> AIM A
Quote the records below word for word, starting at the line containing "96, row 302." and ending at the line containing "column 183, row 197", both lines included.

> READING PASSAGE
"""

Petri Salo (born March 26, 1964 in Vaasa, Finland) is Finnish educational researcher, and public figure in adult education. He is a professor in adult education at the Åbo Akademi University, Vaasa (Finland). Previously he has worked as Assistant Professor and Professor of adult education besides his institution also at University of Tampere. From the beginning of 2007, he is the chief editor for the Finnish scientific journal Aikuiskasvatus (Adult education).

Petri Salo has visited as a guest lecturer in various universities in Finland (University of Helsinki, University of Joensuu), Scandinavia (University of Gothenburg (Gothenburg), Sweden, Norwegian University of Science and Technology Trondheim, and University of Tromsø, Tromsø, Norway), Estonia (University of Tarto), the U.S. (University of Minnesota), and Australia (Charles Sturt University, Wagga Wagga)

His studies have concentrated on the tradition and trends in Finnish and Nordic popular adult education, especially Swedish-speaking Finns' cultural and educational activities. In addition to adult education he has published in the fields of teacher education, action research, and organizational sociology.

"""

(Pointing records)
"""

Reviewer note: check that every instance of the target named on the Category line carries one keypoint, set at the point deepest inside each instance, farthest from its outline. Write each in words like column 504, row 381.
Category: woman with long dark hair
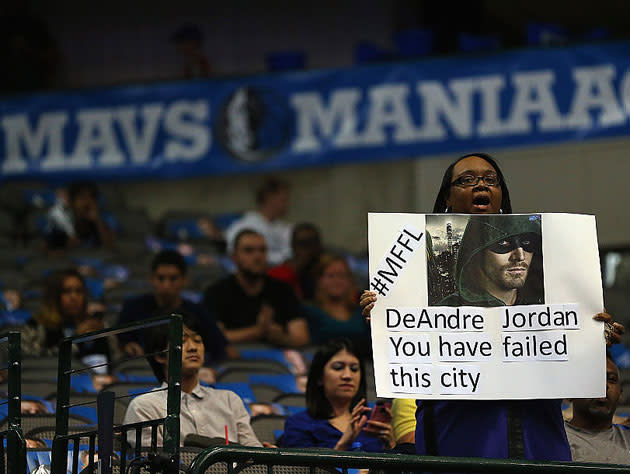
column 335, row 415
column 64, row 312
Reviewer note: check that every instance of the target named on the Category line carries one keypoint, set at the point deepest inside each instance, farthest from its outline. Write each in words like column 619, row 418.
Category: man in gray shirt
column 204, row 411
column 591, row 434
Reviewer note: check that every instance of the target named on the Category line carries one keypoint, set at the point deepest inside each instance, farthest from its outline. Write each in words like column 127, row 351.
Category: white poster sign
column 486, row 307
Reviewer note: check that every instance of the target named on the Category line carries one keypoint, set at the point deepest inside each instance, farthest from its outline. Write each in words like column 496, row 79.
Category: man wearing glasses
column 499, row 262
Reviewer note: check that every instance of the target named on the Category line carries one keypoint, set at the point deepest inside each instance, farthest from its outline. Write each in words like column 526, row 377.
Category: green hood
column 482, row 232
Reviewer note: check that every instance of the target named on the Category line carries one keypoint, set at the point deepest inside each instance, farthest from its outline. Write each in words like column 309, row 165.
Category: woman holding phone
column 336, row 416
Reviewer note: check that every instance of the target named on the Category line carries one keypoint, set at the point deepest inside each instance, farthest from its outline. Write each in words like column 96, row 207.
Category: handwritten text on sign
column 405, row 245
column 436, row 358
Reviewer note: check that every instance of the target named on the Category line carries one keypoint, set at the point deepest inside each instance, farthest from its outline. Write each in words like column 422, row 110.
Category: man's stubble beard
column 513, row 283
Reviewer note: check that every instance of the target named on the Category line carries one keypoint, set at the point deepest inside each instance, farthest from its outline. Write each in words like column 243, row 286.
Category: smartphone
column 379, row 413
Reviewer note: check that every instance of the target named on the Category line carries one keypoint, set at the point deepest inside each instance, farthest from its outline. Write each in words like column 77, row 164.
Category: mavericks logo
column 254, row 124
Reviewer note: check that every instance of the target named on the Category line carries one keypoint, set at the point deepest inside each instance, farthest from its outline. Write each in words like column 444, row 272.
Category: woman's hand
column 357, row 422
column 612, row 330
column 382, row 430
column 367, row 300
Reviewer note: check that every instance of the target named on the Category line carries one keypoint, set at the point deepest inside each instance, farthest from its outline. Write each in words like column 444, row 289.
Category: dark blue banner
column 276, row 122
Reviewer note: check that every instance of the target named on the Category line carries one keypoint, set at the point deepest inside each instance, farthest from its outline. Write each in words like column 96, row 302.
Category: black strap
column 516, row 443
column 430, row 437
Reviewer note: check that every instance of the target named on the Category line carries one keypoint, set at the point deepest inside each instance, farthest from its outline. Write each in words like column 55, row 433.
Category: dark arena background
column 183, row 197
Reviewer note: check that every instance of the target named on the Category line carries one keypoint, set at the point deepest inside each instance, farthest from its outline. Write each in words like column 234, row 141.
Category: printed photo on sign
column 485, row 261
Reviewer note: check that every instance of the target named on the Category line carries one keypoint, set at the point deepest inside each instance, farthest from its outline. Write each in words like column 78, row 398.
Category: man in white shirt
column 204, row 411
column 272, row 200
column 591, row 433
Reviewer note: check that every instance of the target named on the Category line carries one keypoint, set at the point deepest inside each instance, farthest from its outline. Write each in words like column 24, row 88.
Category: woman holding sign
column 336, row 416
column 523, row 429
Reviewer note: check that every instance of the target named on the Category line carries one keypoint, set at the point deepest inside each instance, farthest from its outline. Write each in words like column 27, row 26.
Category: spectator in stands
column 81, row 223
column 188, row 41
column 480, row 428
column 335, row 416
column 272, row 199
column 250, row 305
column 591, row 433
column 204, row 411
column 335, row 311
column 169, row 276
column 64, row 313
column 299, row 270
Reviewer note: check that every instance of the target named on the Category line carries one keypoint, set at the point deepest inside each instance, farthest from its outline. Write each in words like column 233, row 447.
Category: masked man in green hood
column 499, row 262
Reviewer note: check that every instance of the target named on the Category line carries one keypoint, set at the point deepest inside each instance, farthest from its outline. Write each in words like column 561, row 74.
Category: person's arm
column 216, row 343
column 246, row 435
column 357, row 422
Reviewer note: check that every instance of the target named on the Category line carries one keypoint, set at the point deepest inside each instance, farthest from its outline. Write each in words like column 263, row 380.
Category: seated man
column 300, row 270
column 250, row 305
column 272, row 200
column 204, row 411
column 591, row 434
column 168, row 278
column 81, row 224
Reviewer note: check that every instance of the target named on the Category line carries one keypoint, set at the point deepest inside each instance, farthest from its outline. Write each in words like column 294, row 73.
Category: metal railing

"""

> AIM B
Print the whole biography of Petri Salo above, word for word.

> RESULT A
Reviewer note: check that every instance of the target named on the Category line carries one keypoint, set at the point deepest inside each instance, farthest from its outline. Write each in words like column 96, row 302.
Category: black strap
column 516, row 443
column 430, row 437
Reviewer note: check that every instance of the target named on the Category line carries one keypoint, set at the point deepest inside each instance, farthest from its outline. Write each in words like column 55, row 433.
Category: dark arena background
column 183, row 197

> RESULT B
Petri Salo (born March 26, 1964 in Vaasa, Finland) is Finnish educational researcher, and public figure in adult education. He is a professor in adult education at the Åbo Akademi University, Vaasa (Finland). Previously he has worked as Assistant Professor and Professor of adult education besides his institution also at University of Tampere. From the beginning of 2007, he is the chief editor for the Finnish scientific journal Aikuiskasvatus (Adult education).

Petri Salo has visited as a guest lecturer in various universities in Finland (University of Helsinki, University of Joensuu), Scandinavia (University of Gothenburg (Gothenburg), Sweden, Norwegian University of Science and Technology Trondheim, and University of Tromsø, Tromsø, Norway), Estonia (University of Tarto), the U.S. (University of Minnesota), and Australia (Charles Sturt University, Wagga Wagga)

His studies have concentrated on the tradition and trends in Finnish and Nordic popular adult education, especially Swedish-speaking Finns' cultural and educational activities. In addition to adult education he has published in the fields of teacher education, action research, and organizational sociology.